## What is needed
Pick out every line in the records below that contains the string "hanger", and copy each one in full. Treat case as significant.

——————————

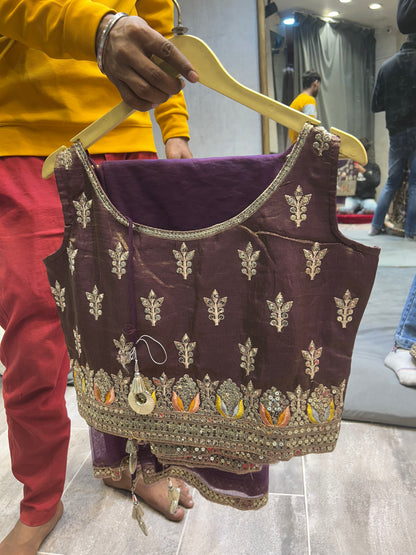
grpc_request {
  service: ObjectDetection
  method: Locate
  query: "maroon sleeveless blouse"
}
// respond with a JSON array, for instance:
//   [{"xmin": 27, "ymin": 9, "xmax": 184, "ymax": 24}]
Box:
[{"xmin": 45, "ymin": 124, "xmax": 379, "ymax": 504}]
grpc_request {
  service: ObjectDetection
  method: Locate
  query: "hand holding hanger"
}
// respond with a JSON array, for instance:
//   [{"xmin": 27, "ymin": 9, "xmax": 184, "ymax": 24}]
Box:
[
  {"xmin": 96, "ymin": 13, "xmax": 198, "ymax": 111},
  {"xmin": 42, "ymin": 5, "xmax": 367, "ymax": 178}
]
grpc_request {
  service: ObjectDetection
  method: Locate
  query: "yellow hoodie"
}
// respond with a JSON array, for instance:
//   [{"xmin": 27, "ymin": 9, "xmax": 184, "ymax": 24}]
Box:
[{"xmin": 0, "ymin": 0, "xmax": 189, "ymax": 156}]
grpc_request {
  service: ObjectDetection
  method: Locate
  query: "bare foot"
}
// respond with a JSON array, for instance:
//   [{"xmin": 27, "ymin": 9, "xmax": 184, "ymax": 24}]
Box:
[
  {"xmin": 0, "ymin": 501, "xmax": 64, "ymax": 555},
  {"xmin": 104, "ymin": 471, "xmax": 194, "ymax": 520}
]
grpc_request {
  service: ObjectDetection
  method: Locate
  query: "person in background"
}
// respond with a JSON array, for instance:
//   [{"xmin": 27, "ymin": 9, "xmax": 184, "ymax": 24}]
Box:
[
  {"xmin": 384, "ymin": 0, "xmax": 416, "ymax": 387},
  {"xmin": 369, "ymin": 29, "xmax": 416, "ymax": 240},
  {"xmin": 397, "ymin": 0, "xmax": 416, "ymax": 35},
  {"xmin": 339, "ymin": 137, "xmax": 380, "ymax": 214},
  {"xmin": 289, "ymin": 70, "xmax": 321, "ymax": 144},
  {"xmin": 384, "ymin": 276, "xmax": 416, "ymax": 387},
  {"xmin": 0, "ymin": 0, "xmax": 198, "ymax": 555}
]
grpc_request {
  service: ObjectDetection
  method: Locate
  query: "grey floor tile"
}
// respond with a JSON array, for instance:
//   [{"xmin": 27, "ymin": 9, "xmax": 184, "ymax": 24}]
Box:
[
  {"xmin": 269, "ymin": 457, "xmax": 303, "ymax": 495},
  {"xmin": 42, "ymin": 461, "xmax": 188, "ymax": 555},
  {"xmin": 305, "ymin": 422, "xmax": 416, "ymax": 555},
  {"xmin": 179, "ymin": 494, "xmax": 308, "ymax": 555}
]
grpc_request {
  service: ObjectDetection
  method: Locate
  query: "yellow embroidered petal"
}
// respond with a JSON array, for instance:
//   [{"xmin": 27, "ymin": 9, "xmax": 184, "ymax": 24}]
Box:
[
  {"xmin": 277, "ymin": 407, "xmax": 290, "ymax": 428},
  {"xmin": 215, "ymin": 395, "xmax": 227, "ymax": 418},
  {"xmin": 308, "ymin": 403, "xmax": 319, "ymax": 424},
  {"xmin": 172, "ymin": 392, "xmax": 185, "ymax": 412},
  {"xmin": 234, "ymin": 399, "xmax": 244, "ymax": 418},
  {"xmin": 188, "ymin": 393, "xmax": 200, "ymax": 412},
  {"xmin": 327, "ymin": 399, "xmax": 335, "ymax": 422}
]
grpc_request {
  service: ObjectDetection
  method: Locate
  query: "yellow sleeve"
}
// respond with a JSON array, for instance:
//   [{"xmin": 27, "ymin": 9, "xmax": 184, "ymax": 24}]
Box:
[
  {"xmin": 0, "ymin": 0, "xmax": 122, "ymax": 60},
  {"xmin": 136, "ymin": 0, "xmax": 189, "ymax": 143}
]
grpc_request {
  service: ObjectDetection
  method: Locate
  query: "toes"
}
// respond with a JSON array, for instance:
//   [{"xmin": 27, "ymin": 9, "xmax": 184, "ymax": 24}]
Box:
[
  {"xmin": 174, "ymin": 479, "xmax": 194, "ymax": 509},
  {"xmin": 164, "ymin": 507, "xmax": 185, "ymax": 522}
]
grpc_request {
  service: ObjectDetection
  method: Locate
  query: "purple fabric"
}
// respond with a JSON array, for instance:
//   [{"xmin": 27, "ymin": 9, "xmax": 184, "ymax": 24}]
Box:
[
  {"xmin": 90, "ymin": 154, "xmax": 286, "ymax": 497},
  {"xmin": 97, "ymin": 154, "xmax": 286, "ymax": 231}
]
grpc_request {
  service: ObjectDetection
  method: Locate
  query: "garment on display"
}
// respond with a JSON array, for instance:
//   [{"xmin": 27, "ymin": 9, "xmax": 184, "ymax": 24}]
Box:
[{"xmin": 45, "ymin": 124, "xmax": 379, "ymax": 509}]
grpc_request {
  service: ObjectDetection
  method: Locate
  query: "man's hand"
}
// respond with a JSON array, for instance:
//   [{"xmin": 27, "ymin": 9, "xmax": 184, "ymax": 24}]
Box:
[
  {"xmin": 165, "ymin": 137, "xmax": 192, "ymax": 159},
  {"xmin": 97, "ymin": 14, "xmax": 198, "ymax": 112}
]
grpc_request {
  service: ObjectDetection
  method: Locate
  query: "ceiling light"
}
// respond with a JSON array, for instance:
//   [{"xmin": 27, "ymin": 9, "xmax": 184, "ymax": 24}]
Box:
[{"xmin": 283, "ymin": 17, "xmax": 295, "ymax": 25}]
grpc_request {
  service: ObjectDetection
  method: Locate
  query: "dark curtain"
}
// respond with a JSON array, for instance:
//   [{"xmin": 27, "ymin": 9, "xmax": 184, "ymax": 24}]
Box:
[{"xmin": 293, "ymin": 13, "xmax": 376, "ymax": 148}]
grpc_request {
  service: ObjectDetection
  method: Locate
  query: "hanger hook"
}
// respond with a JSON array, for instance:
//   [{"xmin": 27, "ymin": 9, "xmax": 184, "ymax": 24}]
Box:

——————————

## Result of the task
  query: "hand holding hanger"
  query: "hanger hook"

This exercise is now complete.